Work instructions: Begin with the line that contains "find the white forehead patch" and transcribe each line after it, up to and including the last line of the listing below.

--

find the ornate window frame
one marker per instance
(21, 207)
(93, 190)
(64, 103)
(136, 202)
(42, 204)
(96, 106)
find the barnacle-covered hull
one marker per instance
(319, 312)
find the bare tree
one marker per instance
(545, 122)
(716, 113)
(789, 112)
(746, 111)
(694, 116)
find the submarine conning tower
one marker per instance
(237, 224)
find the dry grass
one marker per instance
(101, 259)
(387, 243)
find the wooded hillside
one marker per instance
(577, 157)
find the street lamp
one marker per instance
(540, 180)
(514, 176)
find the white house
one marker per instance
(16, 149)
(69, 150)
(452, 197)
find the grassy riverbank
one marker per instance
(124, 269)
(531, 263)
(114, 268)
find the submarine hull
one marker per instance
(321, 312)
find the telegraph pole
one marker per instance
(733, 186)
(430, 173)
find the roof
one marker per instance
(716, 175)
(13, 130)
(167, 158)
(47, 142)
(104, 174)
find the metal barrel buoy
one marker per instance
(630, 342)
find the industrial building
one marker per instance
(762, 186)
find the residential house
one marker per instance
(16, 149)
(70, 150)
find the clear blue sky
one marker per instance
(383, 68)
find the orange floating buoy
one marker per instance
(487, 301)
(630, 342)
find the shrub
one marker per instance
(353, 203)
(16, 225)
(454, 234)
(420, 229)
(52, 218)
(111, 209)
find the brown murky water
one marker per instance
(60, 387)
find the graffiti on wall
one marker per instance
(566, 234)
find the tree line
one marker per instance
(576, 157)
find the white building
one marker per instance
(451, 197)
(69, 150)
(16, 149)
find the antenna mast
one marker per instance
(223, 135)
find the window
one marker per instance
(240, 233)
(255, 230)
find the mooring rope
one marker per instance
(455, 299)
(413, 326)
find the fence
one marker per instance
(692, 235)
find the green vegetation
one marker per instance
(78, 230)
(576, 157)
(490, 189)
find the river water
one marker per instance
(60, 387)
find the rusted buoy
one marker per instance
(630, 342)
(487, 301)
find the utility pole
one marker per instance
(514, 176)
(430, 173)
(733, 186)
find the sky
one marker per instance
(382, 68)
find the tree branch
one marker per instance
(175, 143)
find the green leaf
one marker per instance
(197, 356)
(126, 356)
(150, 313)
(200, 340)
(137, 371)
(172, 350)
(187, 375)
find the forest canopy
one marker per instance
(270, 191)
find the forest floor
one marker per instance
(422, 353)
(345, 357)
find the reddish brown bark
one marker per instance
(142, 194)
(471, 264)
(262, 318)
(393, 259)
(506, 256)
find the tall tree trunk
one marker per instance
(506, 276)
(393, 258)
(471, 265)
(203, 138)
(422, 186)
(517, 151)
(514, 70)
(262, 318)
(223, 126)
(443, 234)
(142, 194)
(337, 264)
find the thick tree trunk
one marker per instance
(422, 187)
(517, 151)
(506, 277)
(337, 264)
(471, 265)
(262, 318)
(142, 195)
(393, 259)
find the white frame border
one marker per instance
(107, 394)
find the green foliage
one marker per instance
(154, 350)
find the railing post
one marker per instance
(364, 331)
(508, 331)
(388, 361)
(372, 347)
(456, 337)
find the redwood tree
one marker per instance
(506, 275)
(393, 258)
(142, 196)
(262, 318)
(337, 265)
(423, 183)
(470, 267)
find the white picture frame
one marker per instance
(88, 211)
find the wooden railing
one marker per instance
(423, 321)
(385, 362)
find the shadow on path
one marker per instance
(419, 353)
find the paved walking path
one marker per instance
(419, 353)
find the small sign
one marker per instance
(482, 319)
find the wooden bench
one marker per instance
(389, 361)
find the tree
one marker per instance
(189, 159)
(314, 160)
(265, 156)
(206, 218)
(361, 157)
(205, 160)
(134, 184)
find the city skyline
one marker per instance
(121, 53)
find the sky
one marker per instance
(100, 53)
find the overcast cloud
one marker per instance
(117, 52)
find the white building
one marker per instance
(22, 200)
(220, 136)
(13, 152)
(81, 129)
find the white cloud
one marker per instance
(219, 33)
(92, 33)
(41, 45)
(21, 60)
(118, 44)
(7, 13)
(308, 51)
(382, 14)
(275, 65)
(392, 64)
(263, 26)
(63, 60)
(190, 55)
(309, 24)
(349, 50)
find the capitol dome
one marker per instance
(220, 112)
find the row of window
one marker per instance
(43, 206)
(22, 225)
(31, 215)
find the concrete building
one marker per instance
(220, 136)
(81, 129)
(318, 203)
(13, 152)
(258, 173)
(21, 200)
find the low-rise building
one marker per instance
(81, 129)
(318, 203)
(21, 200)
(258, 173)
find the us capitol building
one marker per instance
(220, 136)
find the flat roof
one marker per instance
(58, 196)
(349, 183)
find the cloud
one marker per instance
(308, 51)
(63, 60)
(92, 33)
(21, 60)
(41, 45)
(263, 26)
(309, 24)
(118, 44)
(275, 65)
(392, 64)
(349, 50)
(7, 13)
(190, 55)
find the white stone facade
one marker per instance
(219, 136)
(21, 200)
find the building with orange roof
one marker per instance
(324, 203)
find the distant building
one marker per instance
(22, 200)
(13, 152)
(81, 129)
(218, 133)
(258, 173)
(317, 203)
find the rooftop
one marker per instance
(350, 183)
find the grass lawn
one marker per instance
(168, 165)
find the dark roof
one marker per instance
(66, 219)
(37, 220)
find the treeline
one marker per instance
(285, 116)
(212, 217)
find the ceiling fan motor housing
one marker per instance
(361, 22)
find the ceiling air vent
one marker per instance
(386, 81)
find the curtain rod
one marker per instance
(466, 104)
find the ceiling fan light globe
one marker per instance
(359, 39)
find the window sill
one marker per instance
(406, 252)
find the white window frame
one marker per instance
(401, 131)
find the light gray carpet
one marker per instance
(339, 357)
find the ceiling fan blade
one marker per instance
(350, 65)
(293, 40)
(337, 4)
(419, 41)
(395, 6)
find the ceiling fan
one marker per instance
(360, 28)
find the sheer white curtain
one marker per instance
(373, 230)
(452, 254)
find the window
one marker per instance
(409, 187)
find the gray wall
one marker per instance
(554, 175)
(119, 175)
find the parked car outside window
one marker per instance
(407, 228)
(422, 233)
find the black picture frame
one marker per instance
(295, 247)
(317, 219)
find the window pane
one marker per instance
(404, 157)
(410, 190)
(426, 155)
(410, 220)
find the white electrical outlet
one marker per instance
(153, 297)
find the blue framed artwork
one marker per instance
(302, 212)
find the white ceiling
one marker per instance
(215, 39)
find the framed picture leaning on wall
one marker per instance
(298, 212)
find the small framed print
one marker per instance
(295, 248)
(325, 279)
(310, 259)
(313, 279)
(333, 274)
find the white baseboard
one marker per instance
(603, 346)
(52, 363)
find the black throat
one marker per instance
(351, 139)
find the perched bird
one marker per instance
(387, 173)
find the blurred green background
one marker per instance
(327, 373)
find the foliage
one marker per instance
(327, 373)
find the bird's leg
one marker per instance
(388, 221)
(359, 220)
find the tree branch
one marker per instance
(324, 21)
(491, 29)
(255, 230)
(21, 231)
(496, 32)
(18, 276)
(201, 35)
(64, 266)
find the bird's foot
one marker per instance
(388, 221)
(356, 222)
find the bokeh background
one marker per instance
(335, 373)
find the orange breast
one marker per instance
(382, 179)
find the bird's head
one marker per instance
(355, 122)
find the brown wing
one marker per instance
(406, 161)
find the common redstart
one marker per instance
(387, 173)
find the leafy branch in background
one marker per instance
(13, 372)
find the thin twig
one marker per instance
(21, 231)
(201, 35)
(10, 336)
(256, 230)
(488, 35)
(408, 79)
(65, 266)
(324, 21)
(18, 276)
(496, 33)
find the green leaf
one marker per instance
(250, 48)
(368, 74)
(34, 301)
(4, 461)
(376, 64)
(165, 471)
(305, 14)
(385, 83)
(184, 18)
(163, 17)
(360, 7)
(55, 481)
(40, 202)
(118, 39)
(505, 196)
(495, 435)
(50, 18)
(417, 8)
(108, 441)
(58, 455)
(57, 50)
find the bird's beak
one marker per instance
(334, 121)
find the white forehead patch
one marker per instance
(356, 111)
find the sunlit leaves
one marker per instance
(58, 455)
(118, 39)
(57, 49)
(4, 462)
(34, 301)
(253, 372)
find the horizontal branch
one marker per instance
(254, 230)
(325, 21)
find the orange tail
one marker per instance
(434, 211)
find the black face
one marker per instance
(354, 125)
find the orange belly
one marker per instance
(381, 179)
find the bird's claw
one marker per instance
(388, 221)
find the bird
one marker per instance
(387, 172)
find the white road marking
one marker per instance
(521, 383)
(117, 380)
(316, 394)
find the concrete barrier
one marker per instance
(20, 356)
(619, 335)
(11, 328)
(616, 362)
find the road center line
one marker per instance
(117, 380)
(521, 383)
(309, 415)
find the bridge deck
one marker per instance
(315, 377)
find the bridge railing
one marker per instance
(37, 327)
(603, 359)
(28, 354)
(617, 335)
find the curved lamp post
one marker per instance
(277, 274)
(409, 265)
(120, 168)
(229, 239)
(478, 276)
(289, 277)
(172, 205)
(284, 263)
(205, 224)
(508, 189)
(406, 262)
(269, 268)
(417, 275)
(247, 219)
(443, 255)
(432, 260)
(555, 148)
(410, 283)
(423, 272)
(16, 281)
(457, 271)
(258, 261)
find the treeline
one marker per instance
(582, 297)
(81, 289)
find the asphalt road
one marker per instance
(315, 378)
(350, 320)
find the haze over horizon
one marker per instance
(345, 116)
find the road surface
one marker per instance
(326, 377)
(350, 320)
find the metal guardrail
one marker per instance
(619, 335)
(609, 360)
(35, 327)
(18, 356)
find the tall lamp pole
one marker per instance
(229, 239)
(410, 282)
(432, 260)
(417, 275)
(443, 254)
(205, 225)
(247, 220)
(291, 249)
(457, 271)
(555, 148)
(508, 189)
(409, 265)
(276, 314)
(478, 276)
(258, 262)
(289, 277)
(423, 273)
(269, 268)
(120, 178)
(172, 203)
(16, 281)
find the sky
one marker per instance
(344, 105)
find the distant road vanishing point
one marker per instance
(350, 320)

--

Complete response:
find the white forehead patch
one marker per instance
(356, 111)
find the sunlit leaves
one marker per instance
(58, 455)
(118, 39)
(57, 49)
(4, 462)
(34, 301)
(253, 372)
find the horizontal branch
one marker per instance
(254, 230)
(325, 21)
find the orange tail
one marker per instance
(434, 211)
find the black face
one marker per instance
(354, 125)
find the orange belly
one marker per instance
(381, 179)
find the bird's claw
one marker per instance
(388, 221)
find the bird
one marker per instance
(387, 172)
find the white road marking
one marker per instance
(521, 383)
(117, 380)
(316, 394)
find the concrete barrier
one marker per instance
(20, 356)
(619, 335)
(11, 328)
(616, 362)
find the road center line
one marker per instance
(117, 380)
(521, 383)
(309, 415)
find the bridge deck
one marker per instance
(315, 377)
find the bridge railing
one marker per instance
(37, 327)
(603, 359)
(28, 354)
(617, 335)
find the curved lamp post
one marker per instance
(277, 274)
(409, 265)
(120, 168)
(229, 239)
(478, 276)
(289, 277)
(172, 205)
(284, 263)
(205, 224)
(508, 189)
(406, 262)
(269, 268)
(417, 275)
(247, 219)
(443, 255)
(432, 260)
(555, 148)
(410, 283)
(423, 272)
(16, 281)
(457, 271)
(258, 261)
find the treeline
one marker per instance
(582, 297)
(81, 289)
find the asphalt road
one marker per instance
(315, 378)
(350, 320)
find the haze over horizon
one marker per instance
(345, 116)
find the road surface
one marker per instance
(326, 377)
(350, 320)
find the metal guardrail
one marker per instance
(619, 335)
(609, 360)
(35, 327)
(18, 356)
find the tall lamp pole
one marker per instance
(229, 239)
(410, 282)
(432, 260)
(417, 275)
(443, 254)
(205, 225)
(247, 220)
(291, 249)
(457, 271)
(555, 148)
(508, 189)
(409, 265)
(276, 314)
(478, 276)
(258, 262)
(289, 277)
(423, 273)
(269, 268)
(120, 178)
(172, 203)
(16, 281)
find the sky
one marker per instance
(344, 105)
find the distant road vanishing point
one marker per instance
(350, 320)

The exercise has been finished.